» 課題 A: 下に示す記録のすべての行を、空行を除いて1行につき1つの文字列とし、JSONの文字列リストに変換してください。

____ 抜粋箇所

ジェンダー・ダイバーシティとM&Aの成果

Dealcastバナー

今回のDealcastのエピソードでは、CEOと取締役会レベルのジェンダー・ダイバーシティがM&A(合併・買収)の結果にどのように影響するかを見ていきます。司会者のジュリー=アンナ・ニーダムが、ベイズビジネススクールの上級研究員兼コースディレクターであるヴァレリア・ヴィトコヴァー博士をゲストに迎えています。Dealcastは、MergermarketとSS&Cイントラリンクスが提供しています。

このエピソードでは、以下について学んでいきます。

  • バイサイドの女性CEOやジェンダーが多様な取締役会が、男性のみのリーダーシップによる買収者よりも業績が優れている理由
  • パンデミックの最中に女性CEOが始めたM&Aディールが、平均して長期的に優れた結果をもたらした仕組み 
  • ジェンダー・バランスのとれた取締役会が選択したディール構造とターゲットにおける戦略的差異
  • 女性CEOが市場でより優れた認識を獲得するためにできること 

ジュリー=アンナ・ニーダム:MergermarketとSS&Cイントラリンクスが毎週提供しているM&Aポッドキャスト、Dealcastへようこそ。10年間M&Aを取材してきたジャーナリストのジュリー=アンナ・ニーダムです。今回のエピソードでは、CEOと取締役会レベルのジェンダーの多様性がM&Aの結果にどのように影響するかを見ていきます。ベイズビジネススクールの上級研究員でコースディレクターのヴァレリア・ヴィトコヴァー博士にお話を伺います。

こんにちは、ヴァレリア。今日はご参加いただき、ありがとうございます。

ヴァレリア・ヴィトコヴァー:こんにちは。お招きいただきありがとうございます。

ジュリー=アンナ・ニーダム:あなたが行っている研究の概要を教えてください。

ヴァレリア・ヴィトコヴァー:わかりました。この研究はSS&Cイントラリンクスと共同で行われたものです。私たちが確認したかったのは、取締役会レベルでの女性CEOとジェンダーの多様性が、企業のM&A戦略にどのような影響を与え、その後の買収者のパフォーマンスにどのような影響を与えているかということです。

私たちはこの点を解明しようとしています。過去5年間に2つの主要なレポートを作成しましたが、これらは非常に大規模な国際企業をサンプルとしています。たとえば、最新のレポートでは、2010年初頭から2021年末の間に発表されたディールを調べています。ここでは、最小値が5000万の大規模で重要な取引を調べ、サンプルは11,000件以上のM&A取引で構成されています。

これによってデータの堅牢性と、私たちが突き止めた結論への信頼性が高まると考えています。私たちが確認できたことを具体的に言えば、企業の長期的な株価パフォーマンス、長期的なオペレーションパフォーマンス、会計指標です。また、短期的な発表に対する反応も確認しています。つまり、これらの主要なM&Aディールの発表に対する市場の反応です。

ジュリー=アンナ・ニーダム:素晴らしいですね。本当に総合的な研究のようですね。ではなぜ、企業の取締役会やCEOレベルで上級管理職に女性が占める割合が低いことに対して厳しい目が向けられるようになったのでしょうか?なぜ今なのでしょうか?

________

» 課題 B: 上のジェンダーとM&Aに関する抜粋で、このエピソードで学ぶ内容として箇条書きで挙げられている項目をすべて書き出してください。

____ 入力資料

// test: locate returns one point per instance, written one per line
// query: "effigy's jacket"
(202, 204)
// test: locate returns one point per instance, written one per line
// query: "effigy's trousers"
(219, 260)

________

» 完成した解答 A:
[
  "// test: locate returns one point per instance, written one per line",
  "// query: \"effigy's jacket\"",
  "(202, 204)",
  "// test: locate returns one point per instance, written one per line",
  "// query: \"effigy's trousers\"",
  "(219, 260)"
]

» 完成した解答 B:
- バイサイドの女性CEOやジェンダーが多様な取締役会が、男性のみのリーダーシップによる買収者よりも業績が優れている理由
- パンデミックの最中に女性CEOが始めたM&Aディールが、平均して長期的に優れた結果をもたらした仕組み
- ジェンダー・バランスのとれた取締役会が選択したディール構造とターゲットにおける戦略的差異
- 女性CEOが市場でより優れた認識を獲得するためにできること